> [Extracted material]
☆ ☆ ☆ ☆

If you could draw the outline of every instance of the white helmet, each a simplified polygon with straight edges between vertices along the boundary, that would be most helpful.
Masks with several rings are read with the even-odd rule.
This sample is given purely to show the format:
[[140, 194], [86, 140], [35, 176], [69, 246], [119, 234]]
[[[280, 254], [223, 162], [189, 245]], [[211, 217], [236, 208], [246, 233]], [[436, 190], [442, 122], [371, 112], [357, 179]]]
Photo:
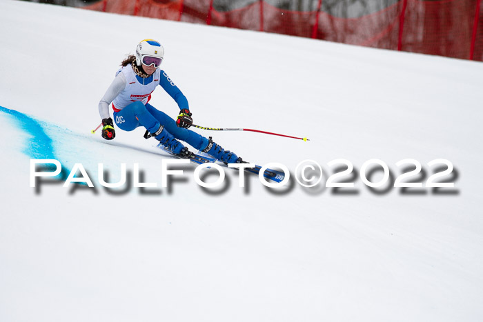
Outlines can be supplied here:
[[164, 48], [161, 46], [161, 43], [155, 40], [144, 39], [137, 44], [135, 56], [136, 64], [138, 66], [140, 66], [141, 64], [147, 66], [154, 64], [155, 67], [159, 67], [164, 57]]

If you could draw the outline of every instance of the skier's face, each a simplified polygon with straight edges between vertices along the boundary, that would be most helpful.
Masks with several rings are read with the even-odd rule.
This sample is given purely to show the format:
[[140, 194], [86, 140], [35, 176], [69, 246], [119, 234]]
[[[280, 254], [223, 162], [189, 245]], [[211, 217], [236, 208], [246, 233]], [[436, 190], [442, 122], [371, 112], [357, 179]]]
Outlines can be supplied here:
[[155, 67], [153, 65], [151, 65], [150, 66], [146, 66], [146, 65], [143, 65], [143, 70], [144, 70], [144, 72], [148, 74], [148, 75], [152, 74], [153, 72], [156, 71], [156, 67]]

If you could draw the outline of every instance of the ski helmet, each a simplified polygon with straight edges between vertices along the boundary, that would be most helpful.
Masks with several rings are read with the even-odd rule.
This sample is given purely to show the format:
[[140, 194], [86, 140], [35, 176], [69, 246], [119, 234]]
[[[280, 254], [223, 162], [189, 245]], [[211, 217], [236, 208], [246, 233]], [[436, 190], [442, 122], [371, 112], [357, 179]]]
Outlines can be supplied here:
[[[138, 66], [140, 66], [141, 64], [148, 66], [154, 63], [155, 67], [159, 67], [159, 64], [164, 57], [164, 48], [161, 46], [161, 43], [155, 40], [144, 39], [137, 44], [135, 56], [136, 64]], [[150, 57], [159, 59], [153, 60], [150, 59]]]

☆ ☆ ☆ ☆

> [Written request] Rewrite the lines from the one containing "ski helmet, each" through the end, inclusive, requests and all, adding 63 to every coordinate in the outline answers.

> [Completed exercise]
If you could draw the outline of every instance of the ski helmet, each a simplified polygon with straight edges between vertices along the boundary, that would be most helpful.
Masks with several rings are read with the even-odd rule.
This sample is given purely to show the format:
[[140, 194], [86, 140], [35, 176], [69, 246], [119, 234]]
[[[280, 254], [223, 162], [189, 245]], [[211, 217], [236, 208], [246, 233]], [[436, 190], [442, 122], [371, 112], [357, 179]]]
Outlines can be supplied here:
[[[201, 129], [203, 129], [204, 127], [211, 129], [217, 126], [218, 130], [222, 130], [222, 127], [227, 120], [227, 111], [224, 109], [224, 106], [218, 103], [207, 102], [200, 107], [198, 119], [199, 127]], [[213, 120], [222, 122], [216, 123], [213, 122]]]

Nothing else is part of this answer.